WHAT YOU WILL DO: A verbatim copy is needed of the lines below from the one containing "of the girl" up to and including the one containing "of the boulder", excluding pictures.
____________
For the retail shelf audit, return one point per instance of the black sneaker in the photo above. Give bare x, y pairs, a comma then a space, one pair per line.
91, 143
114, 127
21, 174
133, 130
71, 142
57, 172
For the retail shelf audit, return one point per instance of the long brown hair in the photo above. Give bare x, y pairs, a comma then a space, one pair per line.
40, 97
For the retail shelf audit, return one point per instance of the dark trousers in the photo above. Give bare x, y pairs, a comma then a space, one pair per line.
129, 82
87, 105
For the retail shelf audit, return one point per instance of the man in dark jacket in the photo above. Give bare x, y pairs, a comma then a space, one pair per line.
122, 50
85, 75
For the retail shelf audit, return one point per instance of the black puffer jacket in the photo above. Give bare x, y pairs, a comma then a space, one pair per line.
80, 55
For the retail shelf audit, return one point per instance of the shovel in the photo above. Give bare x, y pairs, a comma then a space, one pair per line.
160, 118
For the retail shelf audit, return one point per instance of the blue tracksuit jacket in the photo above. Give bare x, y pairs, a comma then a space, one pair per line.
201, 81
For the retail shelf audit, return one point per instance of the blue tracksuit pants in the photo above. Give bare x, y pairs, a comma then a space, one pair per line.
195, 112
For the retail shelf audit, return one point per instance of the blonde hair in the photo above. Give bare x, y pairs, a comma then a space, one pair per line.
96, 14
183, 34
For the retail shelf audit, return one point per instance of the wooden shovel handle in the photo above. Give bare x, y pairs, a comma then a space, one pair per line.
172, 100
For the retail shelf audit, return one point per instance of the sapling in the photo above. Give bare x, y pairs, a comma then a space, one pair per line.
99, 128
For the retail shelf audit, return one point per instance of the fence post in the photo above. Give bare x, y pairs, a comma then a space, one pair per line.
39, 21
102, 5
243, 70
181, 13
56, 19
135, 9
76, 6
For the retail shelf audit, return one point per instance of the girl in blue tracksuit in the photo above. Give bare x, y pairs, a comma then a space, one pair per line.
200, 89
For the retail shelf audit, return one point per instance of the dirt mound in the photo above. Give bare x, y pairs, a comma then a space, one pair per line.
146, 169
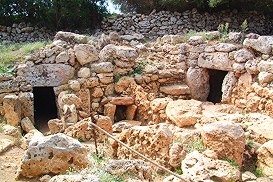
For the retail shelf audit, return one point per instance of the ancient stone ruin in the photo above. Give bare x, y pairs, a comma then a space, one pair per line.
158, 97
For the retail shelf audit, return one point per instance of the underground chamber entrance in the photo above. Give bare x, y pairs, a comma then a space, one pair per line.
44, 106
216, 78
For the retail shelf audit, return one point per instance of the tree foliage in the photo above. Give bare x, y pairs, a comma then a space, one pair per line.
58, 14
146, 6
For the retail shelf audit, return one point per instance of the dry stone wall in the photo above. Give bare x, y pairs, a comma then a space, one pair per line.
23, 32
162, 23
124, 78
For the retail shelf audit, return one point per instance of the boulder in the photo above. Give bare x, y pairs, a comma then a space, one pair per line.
____________
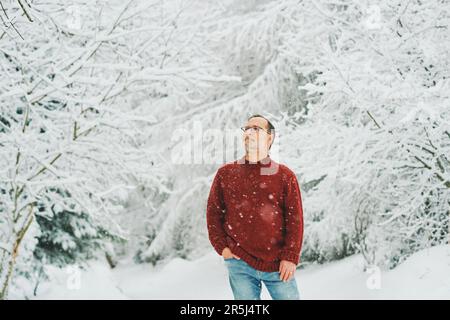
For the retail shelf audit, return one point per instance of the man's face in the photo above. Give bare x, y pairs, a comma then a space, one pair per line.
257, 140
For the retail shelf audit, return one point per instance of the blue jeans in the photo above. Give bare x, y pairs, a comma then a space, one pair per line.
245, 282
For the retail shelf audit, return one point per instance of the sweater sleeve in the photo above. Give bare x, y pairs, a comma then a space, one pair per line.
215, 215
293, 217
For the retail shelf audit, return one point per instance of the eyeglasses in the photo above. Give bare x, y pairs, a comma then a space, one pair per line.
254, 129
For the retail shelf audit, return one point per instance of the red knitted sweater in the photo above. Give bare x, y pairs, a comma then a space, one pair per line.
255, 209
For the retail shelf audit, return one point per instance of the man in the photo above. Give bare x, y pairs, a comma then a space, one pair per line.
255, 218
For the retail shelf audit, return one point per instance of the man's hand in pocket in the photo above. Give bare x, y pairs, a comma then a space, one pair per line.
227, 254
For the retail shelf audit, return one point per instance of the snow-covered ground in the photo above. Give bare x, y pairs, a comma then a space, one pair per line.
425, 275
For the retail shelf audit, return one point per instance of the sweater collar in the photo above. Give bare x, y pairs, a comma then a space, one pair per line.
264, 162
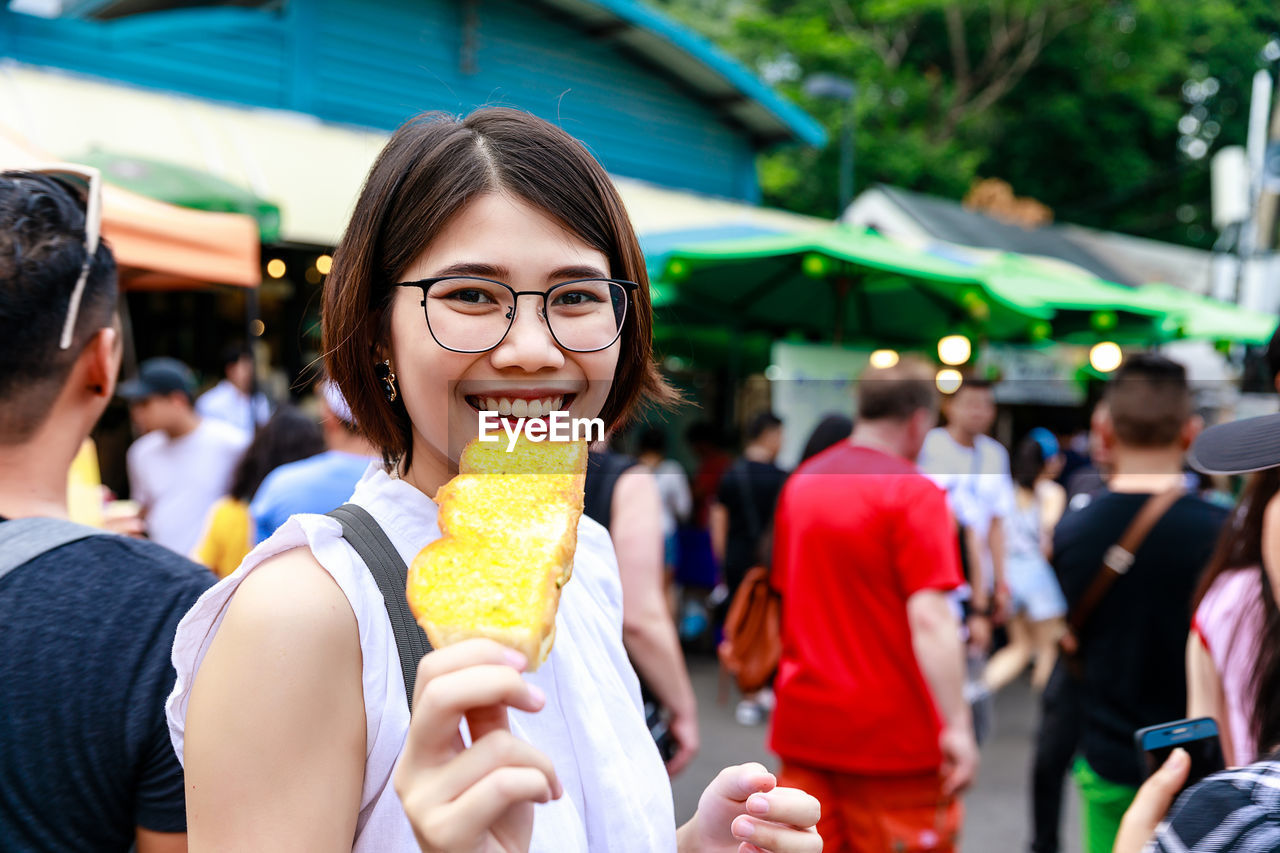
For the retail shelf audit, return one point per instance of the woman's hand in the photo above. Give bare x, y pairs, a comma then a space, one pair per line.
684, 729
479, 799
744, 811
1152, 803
____________
TASK SOLUTION:
For the retail shelf audit, return one point per instance of the girl in blue tracksuit in the photo above. Give bare x, y pairs, a comma then a space, one pair per line.
200, 89
For the retail shelf audit, return one point per instance of the dirt mound in the photo above. Give bare x, y pairs, a comma then a space, one pair per line.
146, 169
For the retail shelf audit, return one point per instance of the ancient stone ruin in the photo above. Give bare x, y pairs, a comma then a space, one pair per line.
158, 97
For the retail shelf audit, return one point per instance of the underground chamber entrance in the photo above. Give bare x, y pairs, a comma then a space, one pair per line.
44, 106
216, 78
For the retail shelf audit, return one point per instance of the tree foliage in the photo above. Give bare x, y pairs, a comma then a space, one pair per line.
58, 14
146, 6
For the retail shelf audit, return one point per instance of the dry stone wall in the photo above. Give bare x, y pairs, a comma then a space, one pair per line.
23, 32
162, 23
124, 78
For the retail shelf audit, return one point per instance of the boulder in the photo above. Give bare x, y pairs, a comma then a space, one pair per line.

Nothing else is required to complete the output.